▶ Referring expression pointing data
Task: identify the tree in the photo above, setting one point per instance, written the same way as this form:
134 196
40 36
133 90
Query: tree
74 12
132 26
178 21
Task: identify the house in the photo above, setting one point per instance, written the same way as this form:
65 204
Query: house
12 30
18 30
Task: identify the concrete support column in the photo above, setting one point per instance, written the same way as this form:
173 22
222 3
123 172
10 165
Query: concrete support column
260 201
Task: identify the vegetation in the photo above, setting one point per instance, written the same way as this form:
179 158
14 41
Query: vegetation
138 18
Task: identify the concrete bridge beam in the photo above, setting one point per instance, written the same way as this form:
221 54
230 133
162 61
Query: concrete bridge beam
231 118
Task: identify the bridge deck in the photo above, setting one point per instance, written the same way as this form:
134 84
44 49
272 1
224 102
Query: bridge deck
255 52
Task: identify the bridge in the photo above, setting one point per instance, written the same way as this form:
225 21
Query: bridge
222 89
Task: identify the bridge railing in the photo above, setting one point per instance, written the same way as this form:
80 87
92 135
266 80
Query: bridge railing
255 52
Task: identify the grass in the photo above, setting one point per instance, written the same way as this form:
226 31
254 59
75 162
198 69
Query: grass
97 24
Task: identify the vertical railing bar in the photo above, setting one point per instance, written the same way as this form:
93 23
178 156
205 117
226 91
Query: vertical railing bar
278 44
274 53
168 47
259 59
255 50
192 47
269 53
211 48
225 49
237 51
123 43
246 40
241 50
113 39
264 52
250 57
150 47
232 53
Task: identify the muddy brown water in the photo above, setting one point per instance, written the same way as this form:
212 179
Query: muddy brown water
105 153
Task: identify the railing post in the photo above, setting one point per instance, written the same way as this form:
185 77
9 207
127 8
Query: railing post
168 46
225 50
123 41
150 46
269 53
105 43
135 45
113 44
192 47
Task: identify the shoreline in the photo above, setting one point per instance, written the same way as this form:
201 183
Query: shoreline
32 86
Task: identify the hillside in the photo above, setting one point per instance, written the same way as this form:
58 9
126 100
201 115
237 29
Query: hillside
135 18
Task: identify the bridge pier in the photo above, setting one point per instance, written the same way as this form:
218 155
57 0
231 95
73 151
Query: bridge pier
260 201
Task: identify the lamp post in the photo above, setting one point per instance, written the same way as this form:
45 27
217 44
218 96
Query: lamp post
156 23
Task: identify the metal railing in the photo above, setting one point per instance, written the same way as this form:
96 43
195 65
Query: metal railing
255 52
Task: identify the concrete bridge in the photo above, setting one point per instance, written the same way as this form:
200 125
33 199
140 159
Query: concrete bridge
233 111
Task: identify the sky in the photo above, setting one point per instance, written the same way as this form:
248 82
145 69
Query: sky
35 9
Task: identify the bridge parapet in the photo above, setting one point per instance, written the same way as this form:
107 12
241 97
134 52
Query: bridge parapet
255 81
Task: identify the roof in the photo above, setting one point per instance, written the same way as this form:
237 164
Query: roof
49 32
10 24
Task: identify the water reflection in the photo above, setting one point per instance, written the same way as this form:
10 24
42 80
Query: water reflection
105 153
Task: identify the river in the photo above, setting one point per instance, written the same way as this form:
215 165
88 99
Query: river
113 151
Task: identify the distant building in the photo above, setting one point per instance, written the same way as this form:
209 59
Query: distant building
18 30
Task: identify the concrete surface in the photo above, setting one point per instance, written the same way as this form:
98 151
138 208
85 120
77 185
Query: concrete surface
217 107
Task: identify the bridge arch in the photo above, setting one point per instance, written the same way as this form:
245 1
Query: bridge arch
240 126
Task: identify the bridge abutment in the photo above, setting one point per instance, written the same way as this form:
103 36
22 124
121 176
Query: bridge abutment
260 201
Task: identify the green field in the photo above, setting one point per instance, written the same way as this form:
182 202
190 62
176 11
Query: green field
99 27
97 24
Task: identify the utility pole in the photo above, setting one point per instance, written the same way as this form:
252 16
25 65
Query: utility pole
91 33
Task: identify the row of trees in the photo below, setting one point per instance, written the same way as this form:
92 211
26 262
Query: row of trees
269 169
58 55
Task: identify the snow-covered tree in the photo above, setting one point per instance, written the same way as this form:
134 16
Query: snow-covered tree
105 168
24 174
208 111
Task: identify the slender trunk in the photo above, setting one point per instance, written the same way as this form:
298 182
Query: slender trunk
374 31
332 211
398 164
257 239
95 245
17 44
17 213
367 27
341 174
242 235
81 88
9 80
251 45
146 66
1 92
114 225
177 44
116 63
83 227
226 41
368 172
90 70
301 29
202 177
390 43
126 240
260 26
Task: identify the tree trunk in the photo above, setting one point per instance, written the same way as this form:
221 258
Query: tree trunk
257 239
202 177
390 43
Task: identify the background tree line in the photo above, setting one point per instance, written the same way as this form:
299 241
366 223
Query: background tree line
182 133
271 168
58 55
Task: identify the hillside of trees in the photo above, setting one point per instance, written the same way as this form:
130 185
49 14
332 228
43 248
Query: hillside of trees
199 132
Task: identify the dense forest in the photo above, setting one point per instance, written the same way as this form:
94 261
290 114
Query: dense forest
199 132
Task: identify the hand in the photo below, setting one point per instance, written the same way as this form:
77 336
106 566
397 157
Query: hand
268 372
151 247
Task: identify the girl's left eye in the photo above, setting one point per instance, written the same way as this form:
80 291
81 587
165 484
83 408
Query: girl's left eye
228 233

▶ Assignment
Retype every entry without changing anything.

▶ Task solution
Task: identify the tree in the photo above, setting one point per instance, written the same way as this form:
134 196
40 36
133 90
Query: tree
74 12
132 26
178 21
Task: identify the house in the photo above, setting one point per instance, written the same way as this form:
65 204
Query: house
12 30
18 30
Task: identify the concrete support column in the photo above, setting one point per instance, written the same way as this form:
173 22
222 3
123 172
10 165
Query: concrete support column
260 201
Task: identify the vegetation in the photo above, setting one point per instance, written the same way as this form:
179 158
14 41
Query: vegetation
138 18
Task: identify the concrete bridge beam in the photo above, setting one point per instance, written the same way as this form:
221 54
230 133
162 61
Query: concrete bridge beam
231 118
Task: identify the bridge deck in the photo above, setting one point per instance, written the same way as this form:
134 84
44 49
272 1
224 102
Query: bridge deck
255 52
Task: identify the bridge in the photo above, setting one point per instance, written the same way as this form:
225 21
Query: bridge
222 89
Task: identify the bridge railing in the photo above, setting one point per instance, written the same way as this form:
80 87
92 135
266 80
Query: bridge railing
255 52
Task: identify the grass in the photo above, setting one point per instance, written the same way as this form:
226 31
254 59
75 162
198 69
Query: grass
97 24
Task: identify the vertical railing bar in the photo above, setting one point per instance, written the same way as this form:
93 23
178 156
205 117
226 91
Query: vertical railing bar
278 44
274 53
168 47
259 59
255 50
192 47
269 53
211 48
225 49
237 51
123 43
246 40
241 50
113 39
264 52
250 57
150 47
232 53
Task: identify the muddy brown water in the photo above, setting one point per instance, written the same way as this form:
212 179
Query: muddy brown water
105 153
Task: identify the railing post in the photo above, setting one point per instance, written the same way as this form:
185 77
9 207
127 8
Query: railing post
168 46
225 50
123 41
150 46
269 53
105 43
135 45
113 44
192 47
Task: identify the shoreline in the photo above, setting one point per instance, written the same way as this form:
201 183
Query: shoreline
32 86
Task: identify the hillside in the photo above, setting one point per instance, written the same way as this form:
58 9
126 100
201 115
237 29
Query: hillside
135 18
Task: identify the bridge pier in the photo above, setting one point per instance, written the same way as this form:
218 155
57 0
231 95
73 151
Query: bridge pier
260 201
Task: identify the lamp post in the photo above, setting one point per instance, written the same way as this form:
45 27
217 44
218 96
Query: lamp post
156 23
Task: identify the metal railing in the photo above, setting one point per instance, written the same way as this form:
96 43
195 65
Query: metal railing
255 52
Task: identify the concrete bridge in the photo above, setting one point per instance, written the same way as this form:
200 125
33 199
140 159
Query: concrete bridge
233 111
Task: identify the sky in the photo above, setting one point per instance, written the same way as this form:
248 82
145 69
Query: sky
35 9
Task: identify the bridge parapet in the photo above, setting one point per instance, written the same way as this form:
107 12
241 97
134 52
Query: bridge parapet
255 81
Task: identify the roof in the photo above, setting one point per instance, written the same way as this form:
237 164
Query: roof
49 32
10 24
Task: identify the water reflection in the photo above, setting one point per instance, written the same way as this form:
10 24
42 80
Query: water reflection
105 153
Task: identify the river in the photo above, setting one point per instance, written the same way as this form:
215 165
88 99
Query: river
113 151
Task: identify the distant building in the photo above, setting one point per instance, written the same way as this form:
209 59
Query: distant building
18 30
Task: identify the concrete surface in the photo above, setting one point per instance, written the same way as this form:
98 151
138 208
85 120
77 185
Query: concrete surface
217 107
Task: identify the bridge arch in the photo above, setting one point per instance, written the same way as this form:
245 1
Query: bridge arch
240 126
Task: identify the bridge abutment in the photo above, setting one point per instance, written the same way as this form:
103 36
22 124
121 176
Query: bridge abutment
260 201
Task: identify the green field in the photo above, setting one point per instance, written the same way as this form:
182 202
190 62
176 11
Query: green field
99 27
97 24
Task: identify the utility pole in the photo above, setting one point per instance, written the same way as this form:
252 16
25 65
Query: utility pole
91 33
Task: identify the row of trees in the photo below, setting one point per instance, written the same way as this form:
92 211
26 262
Query: row of trees
269 169
58 55
Task: identify the snow-covered tree in the photo above, setting one point per instance, written the same way as this form:
134 16
Query: snow-covered tree
105 168
24 174
208 111
Task: identify the slender trunk in the photo above, setting one point per instance, written the same way as this form:
298 182
Query: slender trunk
374 31
332 211
398 164
257 239
95 245
17 44
17 213
367 27
341 174
242 235
81 88
9 80
251 45
146 66
1 92
114 225
177 44
116 63
83 227
226 41
368 172
90 70
301 29
202 177
390 43
126 240
260 26
Task: identify the tree trunk in the photo above, setting one point per instance, written the same way as this form:
221 258
Query: tree trunk
257 239
202 177
390 43
Task: identify the background tree line in the photo above, setting one point per instance, written the same way as this form:
299 241
366 223
Query: background tree line
182 133
271 168
58 55
Task: identify the hillside of trees in the photo above, setting one point per instance, written the same way as this form:
130 185
49 14
332 228
43 248
Query: hillside of trees
199 132
Task: identify the dense forest in the photo above, setting one point per instance, written the same way as this form:
94 261
290 114
Query: dense forest
199 132
Task: identify the hand in the photo below, setting one point per instance, written the same way as this form:
77 336
106 566
397 157
Query: hand
268 372
151 247
Task: identify the girl's left eye in the photo above, setting one point per instance, written the same way as this form:
80 291
81 587
165 484
83 408
Query: girl's left eye
228 233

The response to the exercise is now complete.